▶ **Set of tasks**:
1 > Answer these from the article on Biñan's legislative districts, one line each:
(a) Through what district is the city currently represented in the lower house?
(b) In which years was Biñan part of the first district of Laguna?
(c) As part of what region was Laguna represented in the Interim Batasang Pambansa, and for which years?
2 > Write out everything in the article on Biñan's legislative districts from "The legislative districts" down to "lone congressional district.", word for word.
3 > Continue the article on Biñan's legislative districts from the point where it stops.

+++ Selection +++

= Legislative districts of Biñan =

Legislative district of the Philippines

The legislative districts of Biñan are the representations of the component city of Biñan in the Congress of the Philippines. The city is currently represented in the lower house of the Congress through its lone congressional district.

== History ==
Biñan was represented in the Congress as part of the at-large district of Laguna in the Malolos Congress (1898–1899), National Assembly of the Second Philippine Republic (1943–1944) and Regular Batasang Pambansa (1984–1986) and the first district of Laguna from 1907–1941, 1945–1972, and 1987–2016. The province of Laguna was represented in the Interim Batasang Pambansa as part of Region IV-A from 1978 to 1984.

+++ Data entries +++

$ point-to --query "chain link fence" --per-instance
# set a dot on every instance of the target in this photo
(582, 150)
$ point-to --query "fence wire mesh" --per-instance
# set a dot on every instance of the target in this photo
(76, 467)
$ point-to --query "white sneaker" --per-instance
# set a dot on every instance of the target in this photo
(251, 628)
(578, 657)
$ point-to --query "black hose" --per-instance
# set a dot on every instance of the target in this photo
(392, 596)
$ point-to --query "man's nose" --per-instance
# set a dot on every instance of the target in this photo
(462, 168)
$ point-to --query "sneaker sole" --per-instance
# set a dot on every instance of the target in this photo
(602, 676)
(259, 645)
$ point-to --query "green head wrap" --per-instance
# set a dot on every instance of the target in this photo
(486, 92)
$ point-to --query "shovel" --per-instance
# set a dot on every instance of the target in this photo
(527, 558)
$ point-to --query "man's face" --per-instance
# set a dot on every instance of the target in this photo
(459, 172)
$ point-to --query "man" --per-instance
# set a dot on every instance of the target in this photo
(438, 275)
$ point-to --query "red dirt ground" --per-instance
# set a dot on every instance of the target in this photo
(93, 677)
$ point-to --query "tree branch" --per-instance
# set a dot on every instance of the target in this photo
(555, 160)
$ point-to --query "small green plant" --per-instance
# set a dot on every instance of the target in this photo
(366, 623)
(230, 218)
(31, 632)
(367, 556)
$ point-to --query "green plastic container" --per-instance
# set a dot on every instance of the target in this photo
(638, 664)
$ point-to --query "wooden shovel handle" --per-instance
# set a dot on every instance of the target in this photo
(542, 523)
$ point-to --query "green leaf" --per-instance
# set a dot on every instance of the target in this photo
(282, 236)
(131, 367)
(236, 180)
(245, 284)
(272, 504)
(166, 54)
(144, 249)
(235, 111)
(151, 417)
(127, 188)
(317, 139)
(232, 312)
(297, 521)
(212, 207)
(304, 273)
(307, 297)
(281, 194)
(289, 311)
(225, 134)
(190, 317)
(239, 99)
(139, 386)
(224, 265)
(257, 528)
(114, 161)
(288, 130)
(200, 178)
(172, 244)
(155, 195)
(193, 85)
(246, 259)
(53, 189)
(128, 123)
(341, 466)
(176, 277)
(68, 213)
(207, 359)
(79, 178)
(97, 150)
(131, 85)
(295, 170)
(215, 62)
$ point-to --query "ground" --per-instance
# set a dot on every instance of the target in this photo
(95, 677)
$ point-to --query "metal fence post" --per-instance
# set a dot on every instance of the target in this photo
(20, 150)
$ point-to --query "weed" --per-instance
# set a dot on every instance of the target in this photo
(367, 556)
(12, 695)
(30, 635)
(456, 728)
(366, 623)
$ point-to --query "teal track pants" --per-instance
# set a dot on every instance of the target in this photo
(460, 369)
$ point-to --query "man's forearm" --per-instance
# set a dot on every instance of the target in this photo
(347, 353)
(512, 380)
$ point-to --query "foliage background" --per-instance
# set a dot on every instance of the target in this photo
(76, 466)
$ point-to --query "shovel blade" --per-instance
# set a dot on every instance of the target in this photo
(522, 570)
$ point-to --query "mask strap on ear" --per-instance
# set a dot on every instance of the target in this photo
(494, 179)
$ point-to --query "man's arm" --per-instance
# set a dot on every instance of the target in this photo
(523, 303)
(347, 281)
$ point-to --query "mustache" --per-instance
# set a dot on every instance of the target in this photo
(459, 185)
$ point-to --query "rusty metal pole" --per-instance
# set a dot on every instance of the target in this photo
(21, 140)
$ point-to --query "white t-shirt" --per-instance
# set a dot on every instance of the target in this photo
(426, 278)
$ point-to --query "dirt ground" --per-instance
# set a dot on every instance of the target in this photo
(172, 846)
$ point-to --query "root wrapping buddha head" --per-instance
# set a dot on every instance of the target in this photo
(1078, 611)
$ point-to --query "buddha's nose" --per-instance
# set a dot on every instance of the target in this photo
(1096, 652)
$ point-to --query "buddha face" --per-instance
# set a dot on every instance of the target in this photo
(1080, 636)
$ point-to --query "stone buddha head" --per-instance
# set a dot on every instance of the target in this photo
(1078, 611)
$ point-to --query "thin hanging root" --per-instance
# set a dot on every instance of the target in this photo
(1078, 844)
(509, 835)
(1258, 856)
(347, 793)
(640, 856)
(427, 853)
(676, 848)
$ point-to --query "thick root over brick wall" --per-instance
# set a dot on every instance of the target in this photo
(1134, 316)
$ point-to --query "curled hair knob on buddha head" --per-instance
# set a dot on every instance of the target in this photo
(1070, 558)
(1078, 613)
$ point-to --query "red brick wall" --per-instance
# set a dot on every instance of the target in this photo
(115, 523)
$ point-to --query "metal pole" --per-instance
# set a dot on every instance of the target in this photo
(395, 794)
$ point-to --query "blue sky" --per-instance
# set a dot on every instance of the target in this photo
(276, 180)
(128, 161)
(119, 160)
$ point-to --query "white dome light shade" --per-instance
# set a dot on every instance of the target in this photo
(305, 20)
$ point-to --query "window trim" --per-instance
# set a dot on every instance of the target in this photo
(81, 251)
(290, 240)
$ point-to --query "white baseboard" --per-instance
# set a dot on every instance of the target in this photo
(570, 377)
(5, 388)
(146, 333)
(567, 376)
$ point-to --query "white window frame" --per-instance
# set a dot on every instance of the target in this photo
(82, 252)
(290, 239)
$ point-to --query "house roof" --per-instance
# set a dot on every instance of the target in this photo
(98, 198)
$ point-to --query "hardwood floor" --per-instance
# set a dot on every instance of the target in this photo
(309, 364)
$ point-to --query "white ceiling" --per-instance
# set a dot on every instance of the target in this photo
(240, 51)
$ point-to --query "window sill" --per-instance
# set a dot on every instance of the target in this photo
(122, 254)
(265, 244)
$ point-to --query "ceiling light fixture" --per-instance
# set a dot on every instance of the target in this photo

+++

▶ **Results for the exercise**:
1 >
(a) Its lone congressional district.
(b) 1907–1941, 1945–1972, and 1987–2016.
(c) Region IV-A, from 1978 to 1984.

2 >
The legislative districts of Biñan are the representations of the component city of Biñan in the Congress of the Philippines. The city is currently represented in the lower house of the Congress through its lone congressional district.

3 >
The President of the Republic of the Philippines signed on March 27, 2015 by the Republic Act No. 10658, separating Biñan from the first district of the province. The cities of San Pedro and Santa Rosa remained in the first district.

The city elected its first representative in the 2016 elections. However, for the purpose of electing Provincial Board members, the city's residents voted as part of the province's 1st Sangguniang Panlalawigan district up to 2022. The city was granted its own district in the provincial board effective 2025, electing two members.

In 2025, Representative Walfredo Dimaguila Jr. filed House Bill No. 1562, which seeks to divide into two legislative districts due to the city's growing population. The first district shall comprise the northern barangays Canlalay, Casile, Dela Paz, Malaban, Poblacion, San Antonio, San Francisco, San Jose, San Vicente, Santo Domingo, Soro-soro, and Tubigan, while the second district will comprise the southern barangays Biñan, Bungahan, Ganado, Langkiwa, Loma, Malamig, Mamplasan, Platero, Santo Niño, Santo Tomas, Timbao, and Zapote. The bill remains pending before the House Committee on Local Government.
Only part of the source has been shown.